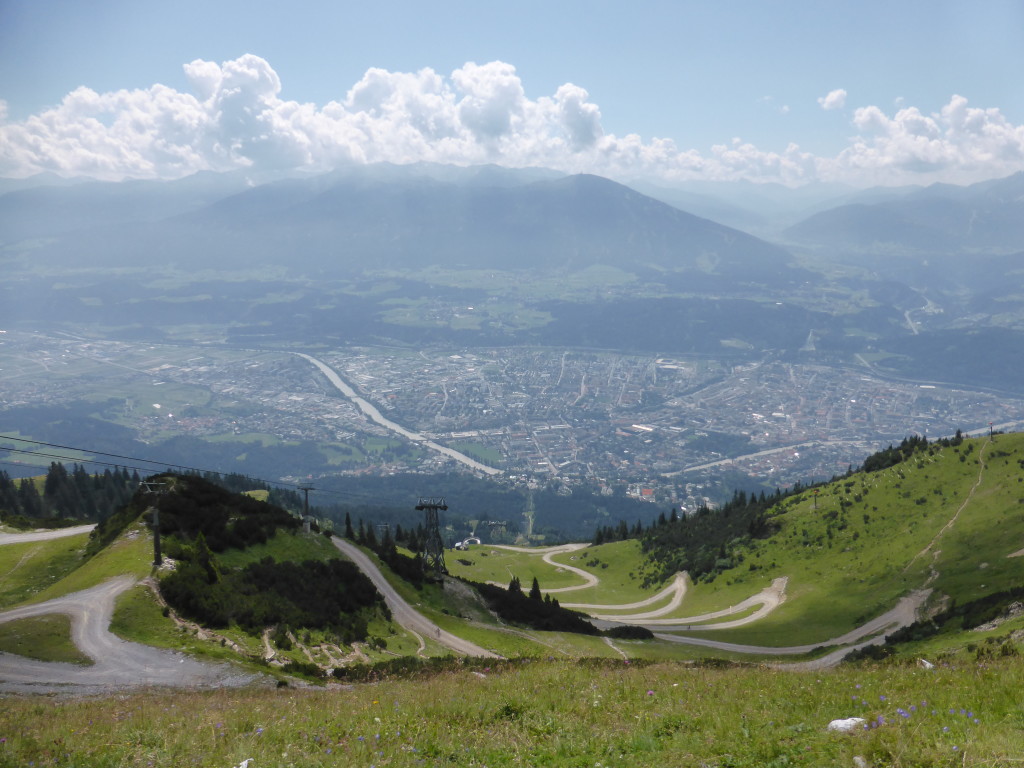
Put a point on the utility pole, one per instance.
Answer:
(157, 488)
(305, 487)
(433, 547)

---------------

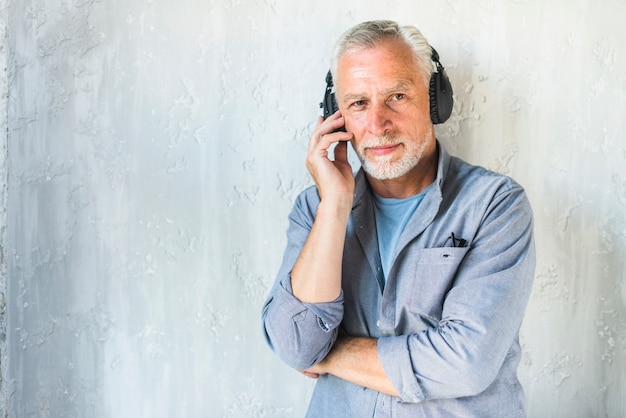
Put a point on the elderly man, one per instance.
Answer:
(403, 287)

---------------

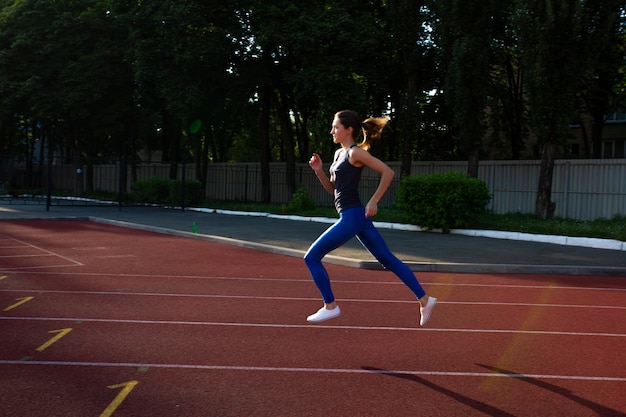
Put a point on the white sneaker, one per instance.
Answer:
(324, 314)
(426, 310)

---------------

__WHAT THIS TASK INVOLVES__: Wherever "point" turns up in the records, copy the whole line.

__RESPONSE FOR THIS EXERCISE__:
Put a point on the utility pole, one per instance.
Put a point on the elderly man, one per instance.
Put a point on the white sneaker, one per instance.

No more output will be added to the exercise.